*Text*.
= = = =

# Incendium – Making fractal animations

I’ve recently created a piece of software for creating fractal animations. The full source code and a description of its features can be found at the project’s GitHub page. On this page, however, I’ll explain the technical details behind the algorithm used by the core engine of Incendium to generate its fractals. If you want a non-technical overview, please check out the GitHub page. In essense, the program works by drawing a bunch of polygons unto an empty frame. There are two central problems here, how to choose which polygons to draw, and to figure out where to draw them.

= = = =

*Exercise description*. For each of these statements, say yes or no according to the Incendium text, and quote the exact words of the text that settle it. 1. The page explains the technical details of the algorithm that the core engine uses to generate fractals. 2. A non-technical overview of the program is given on this page. 3. The text names two central problems. The rows that follow are separate material and are not connected to the text about Incendium.

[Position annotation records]

= = = =

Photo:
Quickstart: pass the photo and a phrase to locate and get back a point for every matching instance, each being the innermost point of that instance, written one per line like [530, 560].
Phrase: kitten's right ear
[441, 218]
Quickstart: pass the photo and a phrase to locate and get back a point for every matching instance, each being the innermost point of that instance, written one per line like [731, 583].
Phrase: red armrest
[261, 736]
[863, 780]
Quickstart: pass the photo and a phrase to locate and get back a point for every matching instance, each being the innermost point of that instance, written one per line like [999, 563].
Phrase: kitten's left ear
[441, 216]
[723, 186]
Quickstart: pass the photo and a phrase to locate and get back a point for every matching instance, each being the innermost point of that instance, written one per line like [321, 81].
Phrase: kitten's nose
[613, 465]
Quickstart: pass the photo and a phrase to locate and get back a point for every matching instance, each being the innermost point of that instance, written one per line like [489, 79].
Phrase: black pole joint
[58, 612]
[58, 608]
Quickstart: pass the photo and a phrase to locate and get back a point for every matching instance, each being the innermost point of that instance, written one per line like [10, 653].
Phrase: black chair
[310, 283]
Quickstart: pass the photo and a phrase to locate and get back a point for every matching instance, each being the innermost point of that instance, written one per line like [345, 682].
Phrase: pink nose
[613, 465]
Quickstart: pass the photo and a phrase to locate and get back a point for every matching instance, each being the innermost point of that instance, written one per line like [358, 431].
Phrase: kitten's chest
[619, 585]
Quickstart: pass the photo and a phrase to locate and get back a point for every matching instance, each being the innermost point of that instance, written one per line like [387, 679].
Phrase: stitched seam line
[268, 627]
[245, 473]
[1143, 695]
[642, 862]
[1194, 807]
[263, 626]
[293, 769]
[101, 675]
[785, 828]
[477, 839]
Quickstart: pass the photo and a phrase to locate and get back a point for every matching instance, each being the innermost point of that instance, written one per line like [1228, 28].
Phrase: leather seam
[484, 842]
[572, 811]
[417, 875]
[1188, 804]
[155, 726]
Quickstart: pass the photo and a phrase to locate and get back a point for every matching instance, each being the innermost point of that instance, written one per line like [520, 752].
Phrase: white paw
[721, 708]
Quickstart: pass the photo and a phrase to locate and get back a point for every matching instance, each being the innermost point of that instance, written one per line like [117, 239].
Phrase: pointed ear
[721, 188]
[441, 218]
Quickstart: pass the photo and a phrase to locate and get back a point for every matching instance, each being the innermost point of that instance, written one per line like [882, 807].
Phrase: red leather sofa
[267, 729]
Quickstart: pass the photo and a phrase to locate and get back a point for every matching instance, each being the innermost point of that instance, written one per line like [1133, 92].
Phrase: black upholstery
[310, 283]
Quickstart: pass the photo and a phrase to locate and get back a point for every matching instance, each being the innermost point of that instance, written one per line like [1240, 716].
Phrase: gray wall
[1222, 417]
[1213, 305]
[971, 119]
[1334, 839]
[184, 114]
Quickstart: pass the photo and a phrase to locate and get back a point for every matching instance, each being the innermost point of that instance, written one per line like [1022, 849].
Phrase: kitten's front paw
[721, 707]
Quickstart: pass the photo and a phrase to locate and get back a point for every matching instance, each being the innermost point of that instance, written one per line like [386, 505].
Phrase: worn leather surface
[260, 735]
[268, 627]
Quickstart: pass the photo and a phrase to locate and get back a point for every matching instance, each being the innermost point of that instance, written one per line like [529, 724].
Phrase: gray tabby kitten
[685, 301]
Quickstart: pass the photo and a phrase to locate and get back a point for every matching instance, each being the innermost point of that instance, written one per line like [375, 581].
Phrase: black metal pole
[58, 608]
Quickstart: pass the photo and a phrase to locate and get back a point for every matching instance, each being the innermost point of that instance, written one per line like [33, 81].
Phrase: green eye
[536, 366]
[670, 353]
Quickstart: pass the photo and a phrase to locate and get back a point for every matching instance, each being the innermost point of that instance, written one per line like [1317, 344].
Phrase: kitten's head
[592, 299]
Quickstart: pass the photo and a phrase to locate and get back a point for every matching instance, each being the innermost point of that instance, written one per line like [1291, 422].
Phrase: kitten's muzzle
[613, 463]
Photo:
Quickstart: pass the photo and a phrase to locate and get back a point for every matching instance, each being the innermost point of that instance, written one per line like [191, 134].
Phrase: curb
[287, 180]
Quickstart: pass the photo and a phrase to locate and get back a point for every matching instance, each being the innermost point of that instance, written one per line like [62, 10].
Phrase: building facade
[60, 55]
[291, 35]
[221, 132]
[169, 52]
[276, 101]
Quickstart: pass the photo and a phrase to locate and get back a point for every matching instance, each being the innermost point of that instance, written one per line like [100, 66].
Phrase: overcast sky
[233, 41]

= = = =

*Result of this task*.
1. Yes: "I’ll explain the technical details behind the algorithm used by the core engine of Incendium to generate its fractals."
2. No: "If you want a non-technical overview, please check out the GitHub page."
3. Yes: "There are two central problems here, how to choose which polygons to draw, and to figure out where to draw them."